-- begin MATERIAL SHOWN --
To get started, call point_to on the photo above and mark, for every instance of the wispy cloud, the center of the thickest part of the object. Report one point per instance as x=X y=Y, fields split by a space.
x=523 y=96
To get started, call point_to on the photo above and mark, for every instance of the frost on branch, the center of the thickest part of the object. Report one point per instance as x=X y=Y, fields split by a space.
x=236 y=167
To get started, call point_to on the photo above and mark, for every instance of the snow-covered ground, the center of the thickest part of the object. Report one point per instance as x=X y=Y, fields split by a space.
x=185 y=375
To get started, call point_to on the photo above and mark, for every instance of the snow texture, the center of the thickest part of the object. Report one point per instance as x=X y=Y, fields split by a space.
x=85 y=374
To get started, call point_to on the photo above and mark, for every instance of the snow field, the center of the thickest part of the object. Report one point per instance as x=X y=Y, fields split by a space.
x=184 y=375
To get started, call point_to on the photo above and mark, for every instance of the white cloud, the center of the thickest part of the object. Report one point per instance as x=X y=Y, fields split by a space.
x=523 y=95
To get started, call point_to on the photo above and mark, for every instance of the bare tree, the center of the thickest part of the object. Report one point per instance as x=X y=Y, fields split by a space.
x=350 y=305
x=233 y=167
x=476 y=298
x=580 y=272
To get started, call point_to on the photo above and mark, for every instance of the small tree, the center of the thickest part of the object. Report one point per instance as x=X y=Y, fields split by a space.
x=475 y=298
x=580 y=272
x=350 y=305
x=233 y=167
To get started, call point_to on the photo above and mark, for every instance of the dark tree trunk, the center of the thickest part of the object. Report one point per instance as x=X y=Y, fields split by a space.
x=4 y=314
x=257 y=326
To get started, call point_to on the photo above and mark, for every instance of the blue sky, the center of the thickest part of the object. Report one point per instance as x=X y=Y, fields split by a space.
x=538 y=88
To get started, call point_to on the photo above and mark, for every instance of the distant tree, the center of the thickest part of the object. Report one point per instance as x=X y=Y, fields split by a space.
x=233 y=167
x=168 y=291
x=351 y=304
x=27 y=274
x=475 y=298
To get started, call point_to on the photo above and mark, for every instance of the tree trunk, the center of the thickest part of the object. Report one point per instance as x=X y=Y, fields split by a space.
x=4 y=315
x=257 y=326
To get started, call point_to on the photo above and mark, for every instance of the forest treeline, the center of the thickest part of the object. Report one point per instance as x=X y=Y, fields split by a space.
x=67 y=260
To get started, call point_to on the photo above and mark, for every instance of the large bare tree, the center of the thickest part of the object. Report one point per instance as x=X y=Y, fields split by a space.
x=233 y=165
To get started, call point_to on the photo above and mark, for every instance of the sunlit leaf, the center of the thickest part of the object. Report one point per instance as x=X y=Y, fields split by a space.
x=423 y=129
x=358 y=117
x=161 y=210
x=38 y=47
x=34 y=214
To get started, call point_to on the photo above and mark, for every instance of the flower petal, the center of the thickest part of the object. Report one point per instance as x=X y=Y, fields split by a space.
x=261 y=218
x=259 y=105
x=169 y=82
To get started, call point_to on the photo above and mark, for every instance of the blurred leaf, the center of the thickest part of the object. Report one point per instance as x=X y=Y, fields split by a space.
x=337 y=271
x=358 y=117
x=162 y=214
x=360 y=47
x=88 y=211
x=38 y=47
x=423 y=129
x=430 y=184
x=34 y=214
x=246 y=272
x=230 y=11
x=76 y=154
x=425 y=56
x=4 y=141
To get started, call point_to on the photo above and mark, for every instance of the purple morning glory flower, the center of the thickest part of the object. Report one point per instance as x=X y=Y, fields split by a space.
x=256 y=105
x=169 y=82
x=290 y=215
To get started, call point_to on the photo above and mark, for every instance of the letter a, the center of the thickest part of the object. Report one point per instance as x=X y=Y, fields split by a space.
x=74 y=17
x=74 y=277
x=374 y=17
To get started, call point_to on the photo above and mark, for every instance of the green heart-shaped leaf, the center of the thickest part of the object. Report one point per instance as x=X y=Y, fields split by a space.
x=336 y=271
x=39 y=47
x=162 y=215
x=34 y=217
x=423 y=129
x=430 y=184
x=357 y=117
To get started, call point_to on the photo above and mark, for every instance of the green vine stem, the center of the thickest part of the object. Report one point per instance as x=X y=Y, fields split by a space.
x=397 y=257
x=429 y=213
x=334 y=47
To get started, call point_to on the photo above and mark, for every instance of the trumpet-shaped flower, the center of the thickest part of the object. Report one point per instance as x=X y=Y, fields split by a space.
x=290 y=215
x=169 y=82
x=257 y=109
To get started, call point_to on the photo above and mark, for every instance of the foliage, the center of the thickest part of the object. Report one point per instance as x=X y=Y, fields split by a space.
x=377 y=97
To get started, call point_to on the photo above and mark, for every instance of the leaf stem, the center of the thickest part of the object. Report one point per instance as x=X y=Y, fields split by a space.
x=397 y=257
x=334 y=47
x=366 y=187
-- end MATERIAL SHOWN --
PROBLEM REQUIREMENTS —
Copy every one of the records above word for word, with no changes.

EXERCISE ANSWER —
To get started, call point_to on the photo above and mark, for every instance of the wispy cloud, the center of the thickest part of the object. Report one point per instance as x=X y=Y, fields split by a space.
x=523 y=96
To get started, call point_to on the photo above and mark, for every instance of the frost on branch, the center of the thickest part of the object. Report one point per instance as x=X y=Y, fields split by a space.
x=236 y=167
To get started, call point_to on the photo above and mark, for every instance of the snow-covered ground, the center of the thickest part of the object. Report one point per instance as x=X y=Y, fields split by a space.
x=185 y=375
To get started, call point_to on the photo above and mark, for every instance of the snow texture, the center of the thickest part of the object. Report one point per instance as x=X y=Y, fields split by a space.
x=85 y=374
To get started, call point_to on the photo above and mark, for every instance of the snow field, the center of the thickest part of the object. Report one point per instance as x=X y=Y, fields split by a space.
x=184 y=375
To get started, call point_to on the photo above and mark, for every instance of the white cloud, the center of the thickest part of the object. Report one point per instance as x=X y=Y, fields split by a space.
x=523 y=95
To get started, call point_to on the photo above and mark, for every instance of the bare tree, the center of the thickest part of the object. Report one point per instance as x=X y=Y, fields split by a space.
x=350 y=305
x=233 y=167
x=476 y=298
x=580 y=272
To get started, call point_to on the photo above and mark, for every instance of the small tree, the center of the thickest part of the object. Report one point per instance as x=X y=Y, fields split by a space.
x=475 y=298
x=580 y=272
x=350 y=305
x=233 y=167
To get started, call point_to on the photo above and mark, for every instance of the dark tree trunk, the center of the thickest part of the object. Report one point per instance as x=X y=Y, fields split by a space.
x=4 y=314
x=257 y=326
To get started, call point_to on the photo above and mark, for every instance of the blue sky, the center of the thickest part of the object. Report one point per instance as x=X y=Y, fields split by a space.
x=538 y=88
To get started, call point_to on the photo above and mark, for every instance of the distant tree, the center of the thickest part of the object. Report one point per instance as x=X y=Y, fields split by a space.
x=233 y=167
x=168 y=291
x=351 y=304
x=27 y=274
x=475 y=298
To get started, call point_to on the photo above and mark, for every instance of the tree trunk, the center of the thickest part of the object. Report one point per instance as x=X y=Y, fields split by a space.
x=4 y=315
x=257 y=326
To get started, call point_to on the photo above and mark, for every instance of the forest treeline, the center of the thickest part of the object. Report one point per instance as x=X y=Y, fields split by a space.
x=67 y=260
To get started, call point_to on the photo above and mark, for every instance of the large bare tree, the center of the thickest part of the object. Report one point per instance as x=X y=Y, fields split by a space.
x=233 y=165
To get started, call point_to on the photo above and mark, for every instance of the sunlit leaf, the center of the thickest part of the object. Report one point per instance as x=X y=Y, fields split by a space.
x=423 y=129
x=358 y=117
x=161 y=210
x=38 y=47
x=34 y=214
To get started, call point_to on the photo above and mark, for every instance of the flower petal, the center of the thickest part of the object. Report one point per instance as x=X y=Y, fields split by a space.
x=261 y=218
x=259 y=105
x=169 y=82
To get started, call point_to on the photo above and mark, for every instance of the blurred leaf, the center of the thickest part of the object. Report one point per instance as x=X y=Y, fields split by a space.
x=337 y=271
x=358 y=117
x=162 y=214
x=360 y=47
x=88 y=211
x=38 y=47
x=423 y=129
x=430 y=184
x=34 y=214
x=246 y=272
x=230 y=11
x=76 y=154
x=425 y=56
x=4 y=141
To get started, call point_to on the photo above and mark, for every instance of the purple morning glory flower, the center of the thickest part of the object. Report one point per instance as x=X y=Y, fields split by a space.
x=256 y=105
x=169 y=82
x=290 y=215
To get started, call point_to on the photo above and mark, for every instance of the letter a, the center of the thickest part of the object. Report one point per instance as x=X y=Y, fields split by a space.
x=74 y=17
x=74 y=277
x=374 y=17
To get started, call point_to on the photo above and mark, for every instance of the green heart-shaped leaf, the center of the thickest part of the object. Report one point per instance as x=X y=Y, fields split by a space.
x=336 y=271
x=39 y=47
x=162 y=215
x=34 y=217
x=423 y=129
x=430 y=184
x=357 y=117
To get started, call point_to on the photo above and mark, for every instance of the green vine stem, the center of the thickest part of the object. Report one point per instance as x=X y=Y, fields split by a space.
x=397 y=257
x=429 y=213
x=334 y=47
To get started, call point_to on the photo above and mark, for every instance of the trumpet-shaped flower, the center of the thickest part of the object. Report one point per instance as x=X y=Y, fields split by a space.
x=290 y=215
x=169 y=82
x=257 y=109
To get started, call point_to on the photo above and mark, for every instance of the foliage, the center of the thickest part of the object. Report one point per instance as x=X y=Y, fields split by a space.
x=377 y=97
To get started, call point_to on the photo above and mark, for every instance of the leaf stem, the center of the thickest part of the object. Report one point per instance as x=X y=Y, fields split by a space.
x=397 y=257
x=334 y=47
x=366 y=187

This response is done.